• _GOAL OF THE EXERCISE_: Transcribe every entry word for word, but skip the images.

• _SOURCE DATA_:
* * *

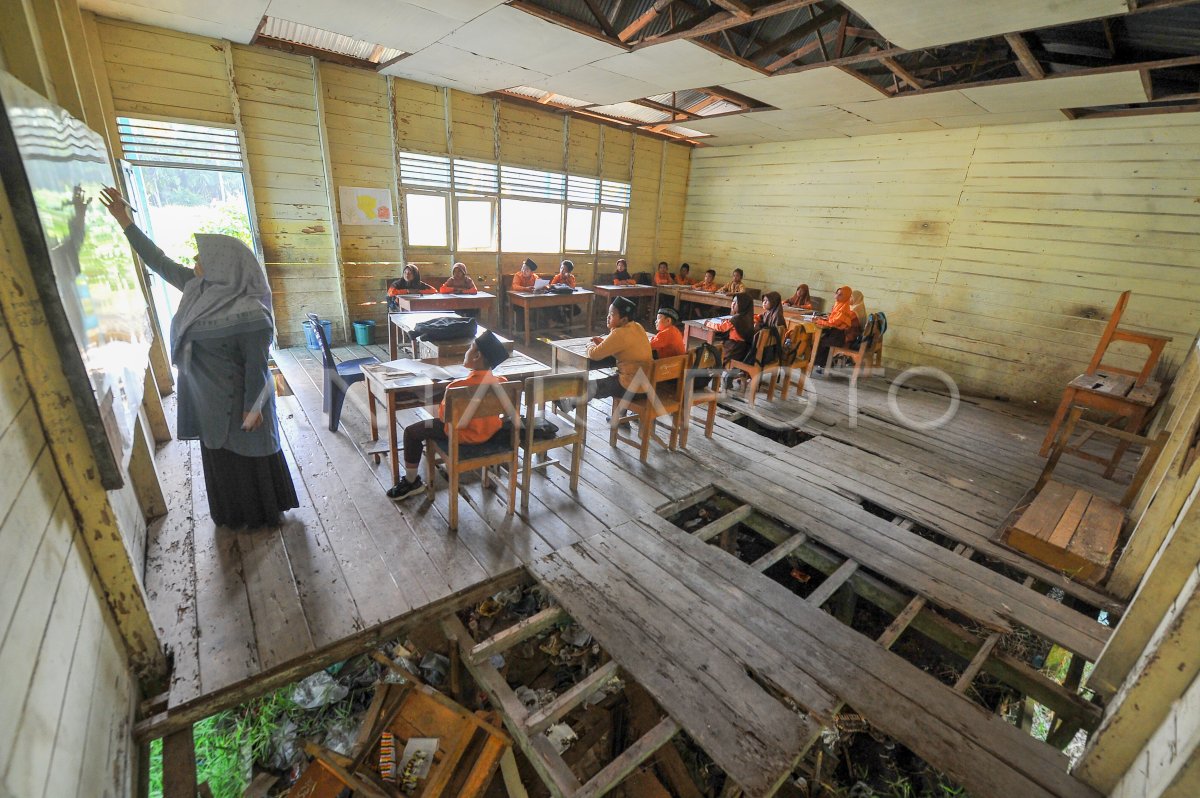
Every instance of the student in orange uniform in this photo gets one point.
(622, 276)
(460, 281)
(667, 342)
(708, 283)
(526, 277)
(565, 275)
(801, 299)
(484, 355)
(411, 283)
(772, 311)
(737, 329)
(839, 327)
(735, 285)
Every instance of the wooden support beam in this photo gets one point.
(647, 17)
(833, 582)
(720, 22)
(1029, 64)
(903, 73)
(612, 774)
(726, 521)
(563, 705)
(541, 755)
(503, 641)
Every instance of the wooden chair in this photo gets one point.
(463, 405)
(797, 359)
(337, 376)
(1071, 528)
(1123, 393)
(702, 385)
(658, 400)
(763, 341)
(540, 391)
(867, 348)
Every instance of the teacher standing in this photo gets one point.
(220, 342)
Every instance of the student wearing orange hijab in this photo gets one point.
(839, 328)
(622, 276)
(801, 299)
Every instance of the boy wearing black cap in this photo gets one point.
(667, 342)
(485, 354)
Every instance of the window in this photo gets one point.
(539, 211)
(611, 232)
(579, 229)
(477, 225)
(184, 179)
(531, 226)
(426, 216)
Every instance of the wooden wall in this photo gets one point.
(996, 252)
(311, 126)
(67, 693)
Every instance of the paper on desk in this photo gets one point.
(421, 369)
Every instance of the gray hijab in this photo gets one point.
(232, 297)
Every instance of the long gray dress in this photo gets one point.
(219, 379)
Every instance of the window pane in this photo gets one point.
(579, 229)
(612, 231)
(477, 225)
(531, 227)
(426, 220)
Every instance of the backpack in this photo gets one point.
(447, 328)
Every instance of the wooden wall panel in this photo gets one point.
(155, 72)
(277, 99)
(996, 252)
(53, 622)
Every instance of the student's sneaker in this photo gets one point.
(405, 489)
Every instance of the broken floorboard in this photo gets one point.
(663, 603)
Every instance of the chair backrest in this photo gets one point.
(318, 329)
(469, 402)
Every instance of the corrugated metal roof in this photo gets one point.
(328, 41)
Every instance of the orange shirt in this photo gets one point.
(479, 429)
(521, 283)
(669, 342)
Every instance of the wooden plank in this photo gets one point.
(523, 629)
(612, 774)
(577, 694)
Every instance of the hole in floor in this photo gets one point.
(786, 436)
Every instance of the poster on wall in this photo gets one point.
(365, 205)
(53, 168)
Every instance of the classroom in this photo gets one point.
(559, 399)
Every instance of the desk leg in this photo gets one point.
(391, 438)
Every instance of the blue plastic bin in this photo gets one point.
(310, 335)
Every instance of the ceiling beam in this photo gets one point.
(594, 7)
(1029, 65)
(570, 23)
(649, 16)
(723, 21)
(735, 7)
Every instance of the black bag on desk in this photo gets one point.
(447, 328)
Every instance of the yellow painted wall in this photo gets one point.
(67, 691)
(996, 252)
(311, 127)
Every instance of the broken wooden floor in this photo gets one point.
(246, 611)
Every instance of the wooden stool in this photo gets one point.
(1125, 393)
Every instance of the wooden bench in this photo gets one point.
(1071, 528)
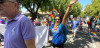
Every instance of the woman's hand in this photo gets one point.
(73, 1)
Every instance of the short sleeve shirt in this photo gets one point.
(17, 31)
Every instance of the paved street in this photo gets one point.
(83, 40)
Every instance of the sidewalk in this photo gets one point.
(83, 40)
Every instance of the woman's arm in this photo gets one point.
(67, 11)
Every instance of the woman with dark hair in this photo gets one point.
(58, 29)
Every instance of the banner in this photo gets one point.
(2, 28)
(42, 34)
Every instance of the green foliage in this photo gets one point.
(76, 9)
(93, 9)
(47, 5)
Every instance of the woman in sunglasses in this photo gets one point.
(58, 29)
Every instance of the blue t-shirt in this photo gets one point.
(75, 24)
(59, 36)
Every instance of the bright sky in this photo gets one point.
(82, 2)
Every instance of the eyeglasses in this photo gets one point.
(57, 19)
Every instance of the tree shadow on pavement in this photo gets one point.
(82, 40)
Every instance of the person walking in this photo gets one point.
(58, 29)
(20, 31)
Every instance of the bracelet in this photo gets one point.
(69, 5)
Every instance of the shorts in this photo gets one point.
(74, 30)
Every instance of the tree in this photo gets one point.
(93, 9)
(33, 5)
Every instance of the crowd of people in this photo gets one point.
(20, 30)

* * *

• _COMPLETE ANSWER_:
Every instance of the student in orange uniform in this photo gets one point.
(622, 276)
(460, 281)
(667, 342)
(708, 283)
(526, 277)
(565, 275)
(801, 299)
(484, 355)
(411, 283)
(772, 311)
(737, 329)
(839, 327)
(735, 285)
Every instance of the wooden support beam in this photo gets one point.
(647, 17)
(833, 582)
(720, 22)
(1029, 64)
(903, 73)
(612, 774)
(726, 521)
(563, 705)
(541, 755)
(503, 641)
Every instance of the wooden chair in this photo gets one point.
(463, 405)
(797, 359)
(337, 376)
(1071, 528)
(1123, 393)
(702, 385)
(658, 400)
(763, 341)
(540, 391)
(867, 348)
Every instance of the teacher standing in this photo gets one point.
(220, 342)
Every instance of the student wearing orange hijab in this photo gets one point.
(839, 328)
(622, 276)
(801, 299)
Every instance of the boy wearing black cap in this photo gets one point.
(667, 342)
(485, 354)
Every instance of the window in this photo gets one point.
(539, 211)
(611, 232)
(579, 229)
(477, 225)
(184, 179)
(531, 226)
(426, 216)
Every instance of the wooden wall in this photo gets one point.
(996, 252)
(311, 126)
(67, 693)
Every instance of the paper on desk in this photo gets one point.
(421, 369)
Every instance of the gray hijab in this photo gets one point.
(232, 297)
Every instance of the long gray dress in this photo gets one point.
(219, 379)
Every instance of the window pane in this photo gets one point.
(579, 229)
(612, 231)
(477, 225)
(531, 227)
(426, 220)
Every instance of the backpack in this photo gets one point.
(447, 328)
Every instance of the wooden wall panel in this photo gets one point.
(155, 72)
(277, 99)
(996, 252)
(53, 622)
Every instance of the student's sneaker in this photo gets one point.
(405, 489)
Every instance of the broken floorboard in this photo gets one point.
(663, 603)
Every instance of the chair backrest in this photo gets one point.
(318, 329)
(469, 402)
Every instance of the corrugated metal roof in this photo gets one point.
(328, 41)
Every instance of the orange shirt in this photo gets one point.
(479, 429)
(521, 283)
(669, 342)
Every instance of the wooden plank in this photo gets one point.
(523, 629)
(612, 774)
(577, 694)
Every instance of the hole in floor in this photo gets one point.
(786, 436)
Every instance of the poster on wall in this photo gets one point.
(365, 205)
(53, 168)
Every instance of the classroom in this photo gets one point.
(559, 399)
Every instance of the desk leg in this photo gets one point.
(391, 438)
Every instance of the blue plastic bin in this photo gets one point.
(310, 335)
Every instance of the ceiling beam in this photo gets one point.
(594, 7)
(1029, 65)
(570, 23)
(649, 16)
(723, 21)
(735, 7)
Every instance of the black bag on desk in this photo gets one point.
(447, 328)
Every instance of the yellow painted wall in this photo gets one point.
(67, 691)
(996, 252)
(311, 127)
Every instance of the broken wooden floor in this photo gets one point.
(246, 611)
Every instance of the wooden stool in this photo gets one point.
(1125, 393)
Every instance of the wooden bench in this photo gets one point.
(1071, 528)
Every instance of the woman's hand in this photo gets one point.
(73, 1)
Every instance of the short sleeve shirt in this photo gets one point.
(17, 31)
Every instance of the paved street in this photo gets one point.
(83, 40)
Every instance of the sidewalk in this photo gets one point.
(83, 40)
Every instance of the woman's arm in this photo gets one point.
(67, 11)
Every instance of the woman with dark hair in this photo gets one point.
(58, 29)
Every instance of the banner in this photo gets one point.
(2, 28)
(42, 34)
Every instance of the green foliage in this photo gets one point.
(76, 9)
(93, 9)
(47, 5)
Every instance of the woman in sunglasses in this photo gets one point.
(58, 29)
Every instance of the blue t-shirt in this photo gets one point.
(75, 24)
(59, 36)
Every instance of the bright sky in this photo gets one point.
(82, 2)
Every instance of the eyeglasses in this photo gets one point.
(57, 19)
Every instance of the tree shadow on pavement in this photo gets one point.
(82, 40)
Every instance of the person walking in this photo gets one point.
(58, 29)
(20, 31)
Every instance of the bracelet in this photo gets one point.
(69, 5)
Every instance of the shorts in this photo gets one point.
(74, 30)
Every instance of the tree in this photo gets one point.
(93, 9)
(33, 5)
Every instance of the crowd of people in this photo gets one point.
(20, 30)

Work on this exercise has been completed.